- Goal of the exercise -
At the line containing "point: the man's", begin repeating lines exactly, and stop only after the final line of the records below.

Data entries

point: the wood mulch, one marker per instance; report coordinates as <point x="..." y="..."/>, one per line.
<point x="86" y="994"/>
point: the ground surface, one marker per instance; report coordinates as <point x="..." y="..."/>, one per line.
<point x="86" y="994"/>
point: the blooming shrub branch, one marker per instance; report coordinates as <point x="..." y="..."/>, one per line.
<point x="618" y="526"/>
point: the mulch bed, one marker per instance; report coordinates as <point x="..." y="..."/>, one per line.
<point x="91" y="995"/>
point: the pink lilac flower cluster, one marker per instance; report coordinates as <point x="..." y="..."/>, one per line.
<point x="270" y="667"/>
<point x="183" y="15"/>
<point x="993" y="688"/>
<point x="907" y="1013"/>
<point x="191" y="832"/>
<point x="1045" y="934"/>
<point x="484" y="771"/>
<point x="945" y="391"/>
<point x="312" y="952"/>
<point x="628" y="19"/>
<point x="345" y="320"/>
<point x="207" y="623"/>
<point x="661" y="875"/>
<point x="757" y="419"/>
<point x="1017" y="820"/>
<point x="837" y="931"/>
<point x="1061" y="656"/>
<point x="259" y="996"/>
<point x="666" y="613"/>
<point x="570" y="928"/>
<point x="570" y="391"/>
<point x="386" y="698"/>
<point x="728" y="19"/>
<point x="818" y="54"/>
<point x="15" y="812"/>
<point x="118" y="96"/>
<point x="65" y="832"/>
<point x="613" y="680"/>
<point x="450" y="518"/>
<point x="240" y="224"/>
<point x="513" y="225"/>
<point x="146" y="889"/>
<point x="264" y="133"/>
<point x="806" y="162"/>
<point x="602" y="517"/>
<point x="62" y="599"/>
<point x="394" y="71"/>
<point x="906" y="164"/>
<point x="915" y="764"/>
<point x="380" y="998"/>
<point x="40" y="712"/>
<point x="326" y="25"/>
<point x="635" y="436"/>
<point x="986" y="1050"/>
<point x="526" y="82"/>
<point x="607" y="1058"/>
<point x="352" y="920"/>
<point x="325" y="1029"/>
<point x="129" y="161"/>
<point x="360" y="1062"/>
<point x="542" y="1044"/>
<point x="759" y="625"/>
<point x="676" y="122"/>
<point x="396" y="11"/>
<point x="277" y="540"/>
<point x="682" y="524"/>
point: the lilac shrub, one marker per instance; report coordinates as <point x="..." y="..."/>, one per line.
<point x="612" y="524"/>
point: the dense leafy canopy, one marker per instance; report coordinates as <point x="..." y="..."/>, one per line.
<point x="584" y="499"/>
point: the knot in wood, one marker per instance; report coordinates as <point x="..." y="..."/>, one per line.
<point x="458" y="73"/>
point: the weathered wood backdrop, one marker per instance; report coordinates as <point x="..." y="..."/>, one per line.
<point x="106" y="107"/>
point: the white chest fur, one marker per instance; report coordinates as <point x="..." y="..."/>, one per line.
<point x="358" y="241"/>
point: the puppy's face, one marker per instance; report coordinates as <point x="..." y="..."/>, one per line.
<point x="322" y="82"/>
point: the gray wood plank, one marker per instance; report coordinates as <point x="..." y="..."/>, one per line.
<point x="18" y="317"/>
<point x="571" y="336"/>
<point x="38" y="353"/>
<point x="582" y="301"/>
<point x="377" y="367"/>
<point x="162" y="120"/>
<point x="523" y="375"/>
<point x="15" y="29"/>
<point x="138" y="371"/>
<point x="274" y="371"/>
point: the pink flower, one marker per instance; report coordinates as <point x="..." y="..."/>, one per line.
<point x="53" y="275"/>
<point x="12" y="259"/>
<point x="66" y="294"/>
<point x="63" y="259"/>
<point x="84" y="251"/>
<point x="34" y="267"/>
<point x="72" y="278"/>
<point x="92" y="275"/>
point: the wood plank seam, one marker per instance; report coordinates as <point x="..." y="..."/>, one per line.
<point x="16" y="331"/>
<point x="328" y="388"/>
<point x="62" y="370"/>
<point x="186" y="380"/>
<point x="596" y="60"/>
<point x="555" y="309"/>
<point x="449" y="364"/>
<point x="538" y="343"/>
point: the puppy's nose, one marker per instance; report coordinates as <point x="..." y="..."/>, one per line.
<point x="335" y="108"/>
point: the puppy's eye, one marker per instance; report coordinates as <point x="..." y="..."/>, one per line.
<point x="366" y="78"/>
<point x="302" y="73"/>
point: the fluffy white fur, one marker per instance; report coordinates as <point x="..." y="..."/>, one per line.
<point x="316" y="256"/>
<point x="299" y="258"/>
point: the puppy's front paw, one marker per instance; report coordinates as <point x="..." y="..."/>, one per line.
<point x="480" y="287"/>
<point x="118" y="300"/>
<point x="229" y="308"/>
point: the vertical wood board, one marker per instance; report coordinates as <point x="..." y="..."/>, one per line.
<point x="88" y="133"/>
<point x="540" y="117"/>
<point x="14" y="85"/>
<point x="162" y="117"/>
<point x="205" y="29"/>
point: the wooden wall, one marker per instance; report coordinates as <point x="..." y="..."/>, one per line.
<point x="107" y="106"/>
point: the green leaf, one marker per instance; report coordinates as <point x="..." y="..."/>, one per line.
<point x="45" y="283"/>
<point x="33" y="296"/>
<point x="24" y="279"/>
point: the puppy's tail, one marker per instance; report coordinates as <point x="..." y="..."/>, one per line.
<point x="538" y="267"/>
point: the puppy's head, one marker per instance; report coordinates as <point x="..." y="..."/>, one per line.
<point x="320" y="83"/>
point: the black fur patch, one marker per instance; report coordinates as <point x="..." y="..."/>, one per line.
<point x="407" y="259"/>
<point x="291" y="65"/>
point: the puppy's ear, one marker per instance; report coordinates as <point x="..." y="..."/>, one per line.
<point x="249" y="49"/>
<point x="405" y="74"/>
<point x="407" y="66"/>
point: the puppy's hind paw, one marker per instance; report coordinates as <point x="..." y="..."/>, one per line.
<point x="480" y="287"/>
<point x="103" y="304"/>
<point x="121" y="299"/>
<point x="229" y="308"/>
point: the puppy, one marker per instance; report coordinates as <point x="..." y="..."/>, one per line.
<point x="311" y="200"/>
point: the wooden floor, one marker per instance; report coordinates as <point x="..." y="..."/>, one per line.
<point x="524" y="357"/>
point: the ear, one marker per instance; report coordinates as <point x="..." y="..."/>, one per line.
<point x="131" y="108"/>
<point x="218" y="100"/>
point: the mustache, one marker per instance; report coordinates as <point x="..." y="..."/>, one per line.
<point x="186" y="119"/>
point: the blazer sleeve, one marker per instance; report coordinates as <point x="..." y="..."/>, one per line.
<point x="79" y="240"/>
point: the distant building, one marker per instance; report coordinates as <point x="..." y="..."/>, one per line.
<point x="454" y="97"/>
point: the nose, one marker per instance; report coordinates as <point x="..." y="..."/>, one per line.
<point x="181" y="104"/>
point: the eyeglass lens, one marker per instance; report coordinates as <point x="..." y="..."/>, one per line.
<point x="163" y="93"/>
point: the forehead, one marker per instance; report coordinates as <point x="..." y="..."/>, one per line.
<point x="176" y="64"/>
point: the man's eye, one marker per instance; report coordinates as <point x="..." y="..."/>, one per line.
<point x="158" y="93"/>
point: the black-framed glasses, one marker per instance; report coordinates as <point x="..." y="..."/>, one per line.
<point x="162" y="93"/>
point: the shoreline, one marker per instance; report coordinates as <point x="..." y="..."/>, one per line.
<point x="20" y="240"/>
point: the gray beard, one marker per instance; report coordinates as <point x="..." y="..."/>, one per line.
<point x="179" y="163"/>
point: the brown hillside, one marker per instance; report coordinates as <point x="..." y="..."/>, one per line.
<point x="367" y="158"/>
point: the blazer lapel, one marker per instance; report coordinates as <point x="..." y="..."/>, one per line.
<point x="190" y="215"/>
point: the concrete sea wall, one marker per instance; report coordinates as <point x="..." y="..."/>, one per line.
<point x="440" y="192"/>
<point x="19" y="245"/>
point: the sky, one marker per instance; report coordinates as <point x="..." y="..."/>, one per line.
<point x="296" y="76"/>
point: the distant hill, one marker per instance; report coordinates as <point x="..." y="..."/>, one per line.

- Expected answer -
point: the man's eye, one marker per instance; report coordinates as <point x="..." y="..."/>, one per line.
<point x="158" y="93"/>
point: the black-framed glasses, one marker per instance; report coordinates as <point x="..." y="..."/>, one per line.
<point x="162" y="93"/>
point: the shoreline, one marker per instance; report coordinates as <point x="..." y="..."/>, one per line.
<point x="20" y="240"/>
point: the gray beard, one marker per instance; report coordinates as <point x="..." y="..."/>, one per line.
<point x="179" y="163"/>
point: the brown hillside, one marker per instance; report coordinates as <point x="..." y="..."/>, one per line.
<point x="367" y="158"/>
point: the blazer lapel, one marker per instance; report coordinates as <point x="..." y="..."/>, one per line.
<point x="190" y="215"/>
point: the concrete sea wall, one marker per instance; report coordinates as <point x="..." y="..."/>, one per line.
<point x="440" y="192"/>
<point x="19" y="245"/>
point: the sky, one marker per instance; report coordinates as <point x="..." y="..."/>, one per line.
<point x="296" y="76"/>
point: the distant hill, one marker per instance; report coordinates as <point x="..." y="..."/>, one per line.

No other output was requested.